◆ EXERCISE PROMPT
Please convert all of the records below into a CSV with two columns, text and answer. Give one row per record, wrap each field in double quotes, and replace line breaks with spaces.

◆ THE RECORDS
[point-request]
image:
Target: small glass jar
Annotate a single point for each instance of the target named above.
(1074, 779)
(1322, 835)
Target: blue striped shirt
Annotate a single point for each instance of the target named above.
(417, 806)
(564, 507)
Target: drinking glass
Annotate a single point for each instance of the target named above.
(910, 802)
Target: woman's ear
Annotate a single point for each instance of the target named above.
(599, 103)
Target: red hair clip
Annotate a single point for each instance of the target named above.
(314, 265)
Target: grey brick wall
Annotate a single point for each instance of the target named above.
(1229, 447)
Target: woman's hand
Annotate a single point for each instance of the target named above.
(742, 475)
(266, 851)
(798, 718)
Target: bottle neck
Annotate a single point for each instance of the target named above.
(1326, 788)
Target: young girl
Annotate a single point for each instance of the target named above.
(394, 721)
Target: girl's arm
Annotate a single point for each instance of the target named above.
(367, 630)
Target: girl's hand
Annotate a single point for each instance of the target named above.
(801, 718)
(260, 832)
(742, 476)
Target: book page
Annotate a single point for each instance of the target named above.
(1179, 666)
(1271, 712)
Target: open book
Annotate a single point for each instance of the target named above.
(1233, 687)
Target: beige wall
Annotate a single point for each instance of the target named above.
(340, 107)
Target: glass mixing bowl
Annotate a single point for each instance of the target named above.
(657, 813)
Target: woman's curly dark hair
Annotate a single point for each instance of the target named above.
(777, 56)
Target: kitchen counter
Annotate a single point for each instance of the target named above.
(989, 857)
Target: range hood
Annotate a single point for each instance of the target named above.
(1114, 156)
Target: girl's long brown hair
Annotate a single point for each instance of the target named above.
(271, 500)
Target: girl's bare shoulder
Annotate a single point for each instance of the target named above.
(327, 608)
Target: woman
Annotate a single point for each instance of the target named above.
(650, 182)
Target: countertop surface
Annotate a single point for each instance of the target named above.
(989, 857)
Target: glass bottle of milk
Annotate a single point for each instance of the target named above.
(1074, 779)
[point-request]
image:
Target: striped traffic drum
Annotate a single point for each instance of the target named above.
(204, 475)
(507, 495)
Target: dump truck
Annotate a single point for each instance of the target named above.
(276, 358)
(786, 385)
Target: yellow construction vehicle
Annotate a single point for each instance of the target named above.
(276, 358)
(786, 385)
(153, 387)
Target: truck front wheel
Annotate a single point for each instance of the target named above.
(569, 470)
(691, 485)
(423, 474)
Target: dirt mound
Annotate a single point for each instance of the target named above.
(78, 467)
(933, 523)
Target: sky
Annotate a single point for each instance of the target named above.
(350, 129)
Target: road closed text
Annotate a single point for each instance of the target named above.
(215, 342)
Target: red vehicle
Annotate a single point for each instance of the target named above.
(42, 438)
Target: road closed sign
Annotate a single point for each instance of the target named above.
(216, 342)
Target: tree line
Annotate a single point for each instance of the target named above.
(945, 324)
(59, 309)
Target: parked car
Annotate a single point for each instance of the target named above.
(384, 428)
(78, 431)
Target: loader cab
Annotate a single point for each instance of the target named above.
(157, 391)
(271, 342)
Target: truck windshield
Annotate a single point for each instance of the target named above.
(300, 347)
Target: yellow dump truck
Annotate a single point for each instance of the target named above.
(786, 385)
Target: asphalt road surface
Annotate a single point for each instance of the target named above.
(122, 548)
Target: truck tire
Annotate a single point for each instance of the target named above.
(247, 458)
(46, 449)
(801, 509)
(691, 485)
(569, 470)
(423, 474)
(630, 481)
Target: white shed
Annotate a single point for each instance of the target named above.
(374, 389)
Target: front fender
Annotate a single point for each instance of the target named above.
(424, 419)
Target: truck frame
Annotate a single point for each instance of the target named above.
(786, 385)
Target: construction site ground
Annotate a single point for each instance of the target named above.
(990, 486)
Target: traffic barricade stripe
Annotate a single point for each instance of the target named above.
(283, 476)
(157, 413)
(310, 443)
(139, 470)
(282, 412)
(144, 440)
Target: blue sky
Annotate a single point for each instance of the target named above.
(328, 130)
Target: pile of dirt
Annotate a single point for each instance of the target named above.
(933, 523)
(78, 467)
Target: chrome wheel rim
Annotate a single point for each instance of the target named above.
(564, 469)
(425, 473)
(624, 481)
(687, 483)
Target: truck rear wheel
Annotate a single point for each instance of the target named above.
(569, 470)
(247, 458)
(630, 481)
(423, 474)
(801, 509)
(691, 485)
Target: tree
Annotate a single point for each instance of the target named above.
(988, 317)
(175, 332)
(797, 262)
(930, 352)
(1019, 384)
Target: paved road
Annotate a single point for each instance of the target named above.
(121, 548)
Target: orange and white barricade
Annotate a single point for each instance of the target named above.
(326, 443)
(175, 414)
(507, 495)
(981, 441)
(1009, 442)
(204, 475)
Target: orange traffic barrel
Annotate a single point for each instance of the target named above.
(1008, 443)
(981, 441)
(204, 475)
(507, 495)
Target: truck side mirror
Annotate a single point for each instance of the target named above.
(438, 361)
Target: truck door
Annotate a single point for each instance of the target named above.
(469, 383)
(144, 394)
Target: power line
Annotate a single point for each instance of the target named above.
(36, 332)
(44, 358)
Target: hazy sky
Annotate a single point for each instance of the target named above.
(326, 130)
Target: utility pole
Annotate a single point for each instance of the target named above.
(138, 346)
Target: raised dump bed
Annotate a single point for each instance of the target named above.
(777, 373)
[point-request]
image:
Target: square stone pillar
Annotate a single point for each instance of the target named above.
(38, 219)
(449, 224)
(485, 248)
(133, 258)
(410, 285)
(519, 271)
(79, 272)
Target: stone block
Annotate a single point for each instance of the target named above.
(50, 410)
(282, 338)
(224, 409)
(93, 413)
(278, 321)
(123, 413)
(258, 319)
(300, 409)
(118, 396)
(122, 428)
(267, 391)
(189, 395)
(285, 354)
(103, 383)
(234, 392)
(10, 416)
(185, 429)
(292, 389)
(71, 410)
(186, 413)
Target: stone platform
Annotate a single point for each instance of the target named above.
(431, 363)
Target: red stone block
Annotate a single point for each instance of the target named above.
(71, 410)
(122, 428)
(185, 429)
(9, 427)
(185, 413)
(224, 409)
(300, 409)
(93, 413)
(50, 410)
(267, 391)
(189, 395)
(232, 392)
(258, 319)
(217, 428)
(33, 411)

◆ REPLY TO THE TASK
text,answer
"[point-request] image: Target: small glass jar Annotate a single point for each instance of the target named above.","(1074, 779) (1322, 835)"
"Target: blue striped shirt Annotate a single point for each instance of the target named above.","(417, 806) (564, 507)"
"Target: drinking glass Annotate a single point for each instance of the target named above.","(910, 802)"
"Target: woman's ear Annotate a single point for each instance of the target named above.","(599, 103)"
"Target: red hair clip Annotate a single point for each instance of the target named above.","(314, 265)"
"Target: grey brick wall Annotate a single point for each instance of the target named above.","(1229, 447)"
"Target: woman's hand Annotate a single point for each instance of the target named above.","(742, 475) (266, 851) (798, 718)"
"Target: bottle neck Annotate a single point for each instance of the target named above.","(1326, 788)"
"Target: young girl Annotate a single point for each instance of the target named above.","(394, 721)"
"Target: girl's arm Annotate a single point for each instance of the target named above.","(367, 630)"
"Target: girl's hand Annotate a single point for each instance of the target named above.","(801, 718) (260, 832) (742, 476)"
"Target: book page Annotate a single point for each instance of the target named above.","(1179, 666) (1271, 712)"
"Target: open book Annotate a single point for each instance of the target named above.","(1233, 687)"
"Target: beige wall Annotate a single point for each instance of the target named above.","(340, 107)"
"Target: glass mixing bowl Annotate a single point for each instance of the target named above.","(657, 813)"
"Target: woman's curly dark hair Annotate a single point for each instance of the target named above.","(777, 56)"
"Target: kitchen counter Annotate a single point for each instance of the target named above.","(989, 857)"
"Target: range hood Annotate a single point for each instance of the target named above.","(1114, 156)"
"Target: girl's long brown hair Annotate a single point for each instance of the target named above.","(271, 500)"
"Target: girl's bare shoulder Annotate a single point for each instance of the target named above.","(327, 608)"
"Target: woman Annotate a single point for each instance of the target named above.","(650, 182)"
"Target: countertop surface Annotate a single point for each instance of the target named above.","(989, 857)"
"Target: glass bottle of milk Annotate a single point for each instance of the target named above.","(1074, 779)"
"[point-request] image: Target: striped traffic drum Annotate a single point for each instance of the target named above.","(204, 475) (507, 495)"
"Target: dump truck Annotate a single point for each instance of the target named above.","(276, 358) (786, 385)"
"Target: yellow construction vehicle Annotate a single point for each instance of the target named above.","(276, 358) (786, 385) (153, 387)"
"Target: truck front wheel Annotate a single point for each instance of the target named above.","(569, 470) (691, 485) (423, 474)"
"Target: dirt mound Annotate a single point for each instance of the target named above.","(78, 467) (933, 523)"
"Target: sky Annotate a single point for each instance of the target named above.","(350, 129)"
"Target: road closed text Annotate a single point for each instance of the target named above.","(215, 342)"
"Target: red vehicle Annotate a single point for each instance of the target named above.","(42, 438)"
"Target: road closed sign Annotate a single point for each instance of the target named above.","(216, 342)"
"Target: tree line Annotate a single point for each instance of the target named above.","(945, 324) (59, 309)"
"Target: parked car Annotate a single point for each instance of the target named above.","(384, 428) (78, 431)"
"Target: loader cab Annotate a single point for each instance of the target named above.","(157, 391) (271, 342)"
"Target: truck windshield Annotate a single point for each instance of the target named above.","(300, 347)"
"Target: yellow dump truck Annotate a single point for each instance of the target named above.","(786, 385)"
"Target: asphalt road surface Annotate a single point for each instance of the target named above.","(122, 548)"
"Target: truck tire Annotate a single point for each instance of the target named above.","(247, 458) (46, 449) (801, 509) (691, 485) (569, 470) (423, 474) (630, 481)"
"Target: white shed Annotate a single point for each instance of the target named above.","(374, 389)"
"Target: front fender Annotate a single point for each instance of the target named above.","(424, 419)"
"Target: truck frame Annotate a single point for each instance of the target named above.","(786, 385)"
"Target: construction site ground Annotate a single point for each instance of the target named above.","(990, 486)"
"Target: traffic barricade stripe Annotate a single point for each instance of the target named above.","(283, 476) (157, 413) (310, 443) (139, 470) (282, 412) (144, 440)"
"Target: blue sky Annotate a single point for each instance of the target named above.","(328, 130)"
"Target: pile of dirt Annotate a single point for each instance of the target named above.","(933, 523) (78, 467)"
"Target: chrome wheel rim Annotate a single point for each instance of the target named above.","(564, 469) (425, 473) (624, 481) (687, 483)"
"Target: truck rear wheel Annotate a single point for each instance of the target named above.","(569, 470) (247, 458) (630, 481) (423, 474) (801, 509) (691, 485)"
"Target: tree Annotate a single point for each instance of the target named above.","(988, 317) (175, 332) (797, 262) (930, 352) (1019, 384)"
"Target: paved road Annotate a single point for each instance of the target named above.","(121, 548)"
"Target: orange and white barricade Annotate a single point for each instance of the target named above.","(326, 443) (175, 414) (507, 495) (981, 441) (1009, 442) (204, 475)"
"Target: orange traffic barrel Annotate a single point for each instance of the target named above.","(1008, 443) (981, 441) (204, 475) (507, 495)"
"Target: truck side mirror Annotate a single point for each instance of the target named above.","(438, 361)"
"Target: truck door Annotate a single point for each instance of the target named above.","(469, 383) (144, 394)"
"Target: power line Annotate a single point for each instance of the target named above.","(36, 332) (44, 358)"
"Target: hazy sky Annotate a single point for each instance of the target named above.","(326, 130)"
"Target: utility pole Annotate a single point for each instance of the target named above.","(138, 346)"
"Target: raised dump bed Annotate a single point for each instance of the target named above.","(777, 373)"
"[point-request] image: Target: square stone pillar Annotate a single point for each instance of the target named above.","(38, 219) (449, 224) (485, 248) (133, 258) (410, 285) (519, 271) (79, 272)"
"Target: stone block Annotate a single point for each instance of the target named above.","(50, 410) (282, 338) (224, 409) (93, 413) (278, 321) (123, 413) (258, 319) (300, 409) (118, 396) (122, 428) (267, 391) (189, 395) (285, 354) (103, 383) (234, 392) (10, 416) (185, 429) (292, 389) (71, 410) (186, 413)"
"Target: stone platform Annotate a single point for each instance of the target named above.","(431, 363)"
"Target: red stone block Annotate a single point for each instance of the target named above.","(71, 410) (122, 428) (185, 429) (9, 427) (185, 413) (224, 409) (300, 409) (93, 413) (50, 410) (267, 391) (189, 395) (232, 392) (258, 319) (217, 428) (33, 411)"